* [Text extract]:
───

There is no magic formula for creating an emulsion. A combination of fluid properties are involved, including surface tension, relative viscosity, density difference, phase ratio, and surfactants or stabilizers. While mixers, especially high-shear mixers are usually required to form a stable emulsion, the relative amounts of mixing intensity and stabilizing agents must be balanced to make a practical emulsion. Greater mixing intensity, especially with respect to impeller tip speed, will create smaller dispersed phase droplets, which should help create a more stable emulsion. In some cases, mixing intensity alone is sufficient to form an emulsion. In other cases, a stabilizing agent (surface active agent) is necessary to both form small droplets and prevent coalescence.
From the very limited process description, the best information available is some general guidelines, which apply to most emulsions. First, the tank size mentioned is large, especially when the emulsion requirements are uncertain. Most emulsion recommendations are based on smaller scale test results. Those tests may provide information about the mixing and chemistry requirements necessary to form a stable emulsion. Next, this combination of immiscible fluids has a significant density difference. So Solution 1 would be expected to float on top of Solution 2, and potentially separate quickly. Some mixing intensity, in terms of flow or bulk motion will be required to circulate these fluids and bring them into contact. The phase in which the mixer is located usually becomes continuous phase. The phase ratio between the two solutions is also important. The relative quantities of the two phases will often influence, which phase is the dispersed phase and which is the continuous phase. Usually, the phase with the smaller volume will be the dispersed phase. However, the method by which the phases are brought together and the dispersed drop size can give different results. The temperatures indicated in the process description means that the viscosity of both phases is at a practical minimum, which should make droplet dispersion and emulsion formation easier.

───

[Point annotation records]
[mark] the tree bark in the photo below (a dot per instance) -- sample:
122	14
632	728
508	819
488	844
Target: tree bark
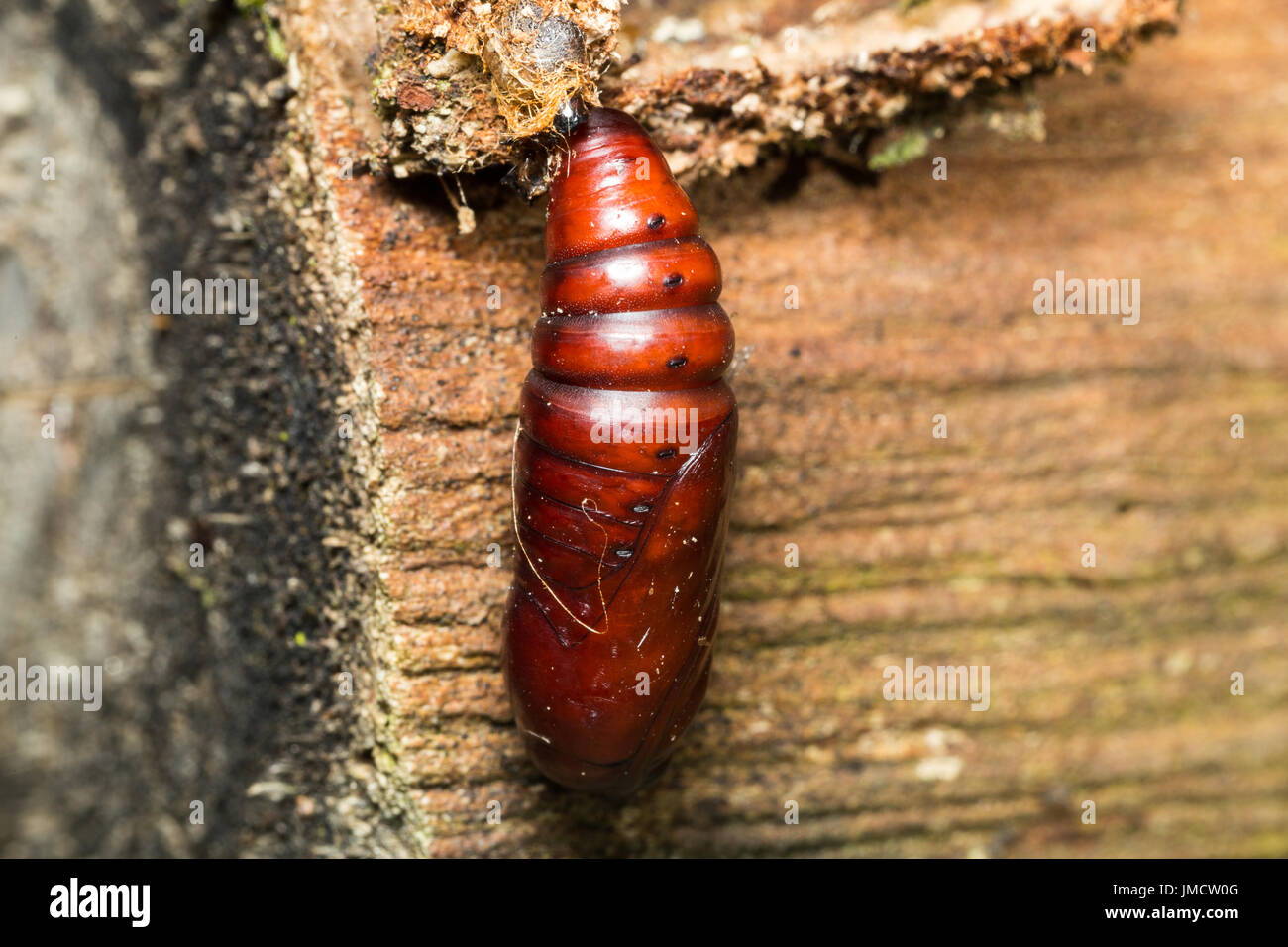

───

* [Tasks to carry out]:
[1] Answer these questions using the emulsion passage:
(a) What does greater mixing intensity, especially with respect to impeller tip speed, create?
(b) Which phase usually becomes the continuous phase?
(c) Which phase is usually the dispersed phase?
[2] Echo the stretch of the emulsion passage from "There is no" through "and prevent coalescence.", word for word.
[3] Carry on the emulsion passage, starting after its last sentence.
None of the records is needed for the work that comes next.

* [The answers]:
[1]
(a) Smaller dispersed phase droplets.
(b) The phase in which the mixer is located.
(c) The phase with the smaller volume.

[2]
There is no magic formula for creating an emulsion. A combination of fluid properties are involved, including surface tension, relative viscosity, density difference, phase ratio, and surfactants or stabilizers. While mixers, especially high-shear mixers are usually required to form a stable emulsion, the relative amounts of mixing intensity and stabilizing agents must be balanced to make a practical emulsion. Greater mixing intensity, especially with respect to impeller tip speed, will create smaller dispersed phase droplets, which should help create a more stable emulsion. In some cases, mixing intensity alone is sufficient to form an emulsion. In other cases, a stabilizing agent (surface active agent) is necessary to both form small droplets and prevent coalescence.

[3]
As far as mixing intensity is concerned, a tip speed (velocity at the tip of the impeller) of 1 to 3 m/s is common for liquid-liquid dispersion. At these tip velocities, strong shear gradients are formed in the fluid, resulting is drop break-up and dispersion. Nominal drop sizes from 20 to 80 microns are possible with these tip speeds, but the physical properties of the fluids have a strong effect on these results. High-shear mixers can be of several types from saw-tooth disks, to rotor-stator devices, to even colloid mills and high-pressure homogenizers. For this application and the vessel size mentioned, a saw-tooth disk impeller would seem to be most practical. A very large rotor-stator mixer would be required as a stand-alone mixer. A smaller rotor-stator mixer would have to be combined with high flow impeller to provide mixing and dispersion.
The basic answer to all of these questions and uncertainties is that some form of laboratory or pilot test results are needed to begin to predict how to create an emulsion. If large-scale experience with a similar process were available, those results would be more useful. Since the question is being asked, the large-scale results must not be available.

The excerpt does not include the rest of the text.